What you are asked to do » All of the material below is to be retyped exactly.

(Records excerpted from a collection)
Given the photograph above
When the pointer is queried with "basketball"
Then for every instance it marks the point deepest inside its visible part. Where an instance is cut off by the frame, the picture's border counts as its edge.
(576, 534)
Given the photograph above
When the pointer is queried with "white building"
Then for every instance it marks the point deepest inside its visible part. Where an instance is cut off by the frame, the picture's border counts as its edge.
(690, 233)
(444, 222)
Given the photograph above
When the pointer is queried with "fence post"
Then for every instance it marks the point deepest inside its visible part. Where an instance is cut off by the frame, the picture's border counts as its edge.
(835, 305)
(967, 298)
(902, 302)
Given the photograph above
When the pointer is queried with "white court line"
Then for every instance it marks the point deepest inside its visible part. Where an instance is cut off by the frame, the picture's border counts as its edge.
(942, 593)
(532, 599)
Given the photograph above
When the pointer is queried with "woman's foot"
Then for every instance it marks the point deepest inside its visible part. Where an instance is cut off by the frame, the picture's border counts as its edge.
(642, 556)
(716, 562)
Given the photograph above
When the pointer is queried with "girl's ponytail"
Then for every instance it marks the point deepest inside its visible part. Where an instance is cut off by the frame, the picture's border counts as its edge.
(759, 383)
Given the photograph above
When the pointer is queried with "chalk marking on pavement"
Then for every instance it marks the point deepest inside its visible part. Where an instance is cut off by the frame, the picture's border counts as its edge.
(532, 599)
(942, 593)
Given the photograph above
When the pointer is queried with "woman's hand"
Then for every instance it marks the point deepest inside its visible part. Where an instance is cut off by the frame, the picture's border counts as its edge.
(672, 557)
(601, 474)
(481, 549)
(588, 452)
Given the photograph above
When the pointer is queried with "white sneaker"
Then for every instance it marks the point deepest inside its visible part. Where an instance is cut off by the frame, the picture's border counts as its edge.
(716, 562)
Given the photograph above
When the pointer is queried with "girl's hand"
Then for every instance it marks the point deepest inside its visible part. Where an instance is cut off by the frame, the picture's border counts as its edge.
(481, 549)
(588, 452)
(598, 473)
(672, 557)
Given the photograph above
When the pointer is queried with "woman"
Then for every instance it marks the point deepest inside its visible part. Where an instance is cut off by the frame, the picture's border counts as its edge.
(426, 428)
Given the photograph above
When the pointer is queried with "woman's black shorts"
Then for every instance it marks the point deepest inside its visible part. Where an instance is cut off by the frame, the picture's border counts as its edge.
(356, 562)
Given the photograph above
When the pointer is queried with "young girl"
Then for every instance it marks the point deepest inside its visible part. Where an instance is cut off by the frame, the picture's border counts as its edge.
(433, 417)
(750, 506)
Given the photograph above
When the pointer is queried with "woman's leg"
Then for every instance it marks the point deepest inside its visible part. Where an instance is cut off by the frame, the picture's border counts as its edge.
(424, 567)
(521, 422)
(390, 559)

Result below »
Given the photograph above
When the pointer is queried with "basketball"
Then for every instance it marks the point deepest inside its visible part. Where an instance is cut off by the frame, the picture's border counts as its edge.
(576, 534)
Given the photograph above
When the pointer is queried with "white building"
Then for every instance it marks the point deepest inside its visible part. Where an instance is cut off by the frame, the picture's border counts as its edge.
(690, 233)
(444, 222)
Given the photograph above
When the pointer is queried with "fence post"
Then for every instance it marks the point deepest inside its visible part. Where an instance is cut off by the frame, the picture's border counts as its edge.
(835, 305)
(967, 298)
(902, 302)
Given the photograph above
When the pointer is queried with "white court line"
Then for every instance it marks the point deepest inside its visible part. Where an instance is cut off by the frame, the picture's border counts as its edge.
(942, 593)
(532, 599)
Given the photograph above
When the pointer is queried with "woman's foot"
Then for every instance it marks the point deepest inside its visible part. Where an instance is cut off by the frame, the picture's border counts as its edge.
(642, 556)
(716, 562)
Given the photograph above
When the pointer is queried with "girl's ponytail"
Then for every instance it marks the point deepest inside its visible part. Where an instance is cut off by the frame, the picture's border counts as its edge.
(759, 383)
Given the photograph above
When the pointer is queried with "chalk marking on pavement"
Then for every instance it marks the point deepest inside its visible part. Where an instance is cut off by the frame, the picture's border counts as its edge.
(532, 599)
(942, 593)
Given the photograph above
When the pointer is queried with "woman's hand"
Then for every instance it marks the point deepest inside its visible part. Where an instance is cut off by the frame, the picture's border counts as its edge.
(672, 557)
(601, 474)
(481, 549)
(588, 452)
Given the photograph above
When the pointer is queried with "white sneaker"
Then for every instance it marks the point deepest inside its visible part. Where an instance is cut off by the frame, the picture's border counts as its edge.
(716, 562)
Given the photograph above
When the pointer is queried with "girl's hand"
Then for every instance it marks the point deepest inside its visible part. Where an instance is cut off by the frame, the picture's border counts as its edge.
(481, 549)
(588, 452)
(598, 473)
(672, 557)
Given the photograph above
When the pointer is queried with "woman"
Then for every instance it marks the point deepest inside its visible part. Where an instance is cut off by the frame, the picture's border counts as its edge.
(426, 428)
Given the photograph above
When the pointer is queried with "woman's black shorts"
Then for every instance it marks the point deepest inside its visible part. Where an instance is cut off by the frame, the picture's border counts as its edge.
(356, 562)
Given the photograph above
When the pointer is queried with "young girl"
Then for every instance it marks the point deepest inside its visible part. Where an instance is cut off by the frame, the picture's border counts as its edge.
(433, 417)
(750, 506)
Given the photograph above
When the pointer is queried with "woman's leg"
Then for every instance it marks the point deepest inside its visible part. Where an instance is cut off by the frame, the picture's border counts as its edge.
(424, 567)
(521, 422)
(390, 559)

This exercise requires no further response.